◆ PARTES DEL EJERCICIO:
1. Según el texto sobre el plebiscito constitucional, ¿cuántas personas votaron en total en la consulta de entrada de 2020?
2. Transcribe del texto sobre el plebiscito constitucional todo lo que va desde "Pero ese prestigio" hasta "mayoritarios o viceversa.".

◆ TEXTO PROPORCIONADO:
═══

Pero ese prestigio de la mayoría como correcta decisora -así como el de los tecnócratas en el pasado reciente y/o el de la aristocracia, aún más atrás- pronto deberá encarar esa infinita capacidad de la especie de interpretar los hechos de realidad en función de las miradas personales o grupales que surgen cuando se trata de defender ideas o intereses que se suponen verdaderos por mayoritarios o viceversa.

En efecto, bajo la premisa de que la postura de una determinada mayoría representaría cierta “verdad”, las personas tienden a darle valor a tal posición por sobre la de otros que, eventualmente minoritarios, pudieran, empero, ofrecer mejores resultados, más eficaces, eficientes y exitosos. Hasta tal punto el fenómeno opera de ese modo que, cuando grupos o partidos mayoritarios pierden elecciones, aún pueden sostener sus posiciones porfiadamente, porque se estima esa derrota como un simple fracaso táctico que, dado que se tiene la verdad y razón, en algún momento, el atrasado pueblo entenderá que lo que le propone su vanguardia es lo mejor para él: “No es que hayamos perdido, solo que todavía no ganamos”.

Como se sabe, a contar de la crisis subprime de 2008 en EE.UU., las revueltas estudiantiles de la época y el pago de las primeras malas jubilaciones bajo el sistema de AFP, la ciudadanía comenzó a poner en duda el relato que hasta ese momento sostenía la legitimidad de los gobiernos de turno y que iban desde el valor de la meritocracia, al esfuerzo personal, ahorro y participación de privados en salud, educación y capitalización individual de las pensiones. Estimuladas por los problemas de la economía a nivel internacional y nacional, así como por la develación de casos de abusos empresariales y connivencia con la política, surgieron las primeras protestas contra las bajas pensiones, el costo de la movilización, el metro y, desde los estudiantes, la lucha por una educación universitaria gratuita y de calidad, demandas que fueron extendiéndose a otros derechos y que culminaron en la convención constitucional votada el 2020 por un total de 7.5 millones de personas, de las cuales 5.9 millones lo hicieron por aprobar la redacción de una nueva carta y 1.6 millón por rechazar.

Es decir, en el reciente plebiscito de salida la sola cantidad de personas que esta vez rechazó la propuesta convencional (más de 8 millones) superó a la totalidad que sufragó en la consulta de entrada y que mostró una voluntad indubitable de cambio al llegar a casi el 80% los votantes que aprobaron la redacción de una nueva carta por una convención 100% elegida, pero que no daba cuenta de las demandas inmediatas de los ciudadanos, pues sus promotores intentan soluciones estructurales vía el cambio refundacional del “modelo neoliberal”.

═══

◆ REGISTROS:
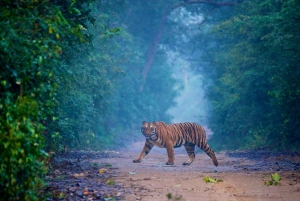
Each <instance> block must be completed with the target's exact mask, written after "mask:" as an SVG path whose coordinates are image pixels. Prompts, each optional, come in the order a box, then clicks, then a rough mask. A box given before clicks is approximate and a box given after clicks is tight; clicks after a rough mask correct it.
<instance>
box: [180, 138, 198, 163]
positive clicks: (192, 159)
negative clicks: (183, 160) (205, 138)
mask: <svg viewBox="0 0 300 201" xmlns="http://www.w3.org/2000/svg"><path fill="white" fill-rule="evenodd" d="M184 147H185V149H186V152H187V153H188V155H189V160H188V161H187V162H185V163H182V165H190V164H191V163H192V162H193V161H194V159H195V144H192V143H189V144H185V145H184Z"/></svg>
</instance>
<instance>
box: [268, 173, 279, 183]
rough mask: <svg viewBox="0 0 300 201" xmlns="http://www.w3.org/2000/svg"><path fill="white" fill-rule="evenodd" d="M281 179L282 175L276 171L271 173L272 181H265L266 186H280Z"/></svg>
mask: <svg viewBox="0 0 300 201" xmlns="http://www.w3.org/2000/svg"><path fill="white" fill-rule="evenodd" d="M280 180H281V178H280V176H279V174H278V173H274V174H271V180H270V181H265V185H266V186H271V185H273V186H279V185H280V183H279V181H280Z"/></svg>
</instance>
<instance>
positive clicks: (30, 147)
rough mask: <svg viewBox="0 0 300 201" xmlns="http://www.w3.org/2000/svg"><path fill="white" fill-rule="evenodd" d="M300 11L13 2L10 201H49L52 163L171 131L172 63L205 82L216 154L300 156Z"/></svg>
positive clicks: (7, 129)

═══

◆ RESPUESTAS DEL EJERCICIO:
1. Votaron 7.5 millones de personas.

2.
Pero ese prestigio de la mayoría como correcta decisora -así como el de los tecnócratas en el pasado reciente y/o el de la aristocracia, aún más atrás- pronto deberá encarar esa infinita capacidad de la especie de interpretar los hechos de realidad en función de las miradas personales o grupales que surgen cuando se trata de defender ideas o intereses que se suponen verdaderos por mayoritarios o viceversa.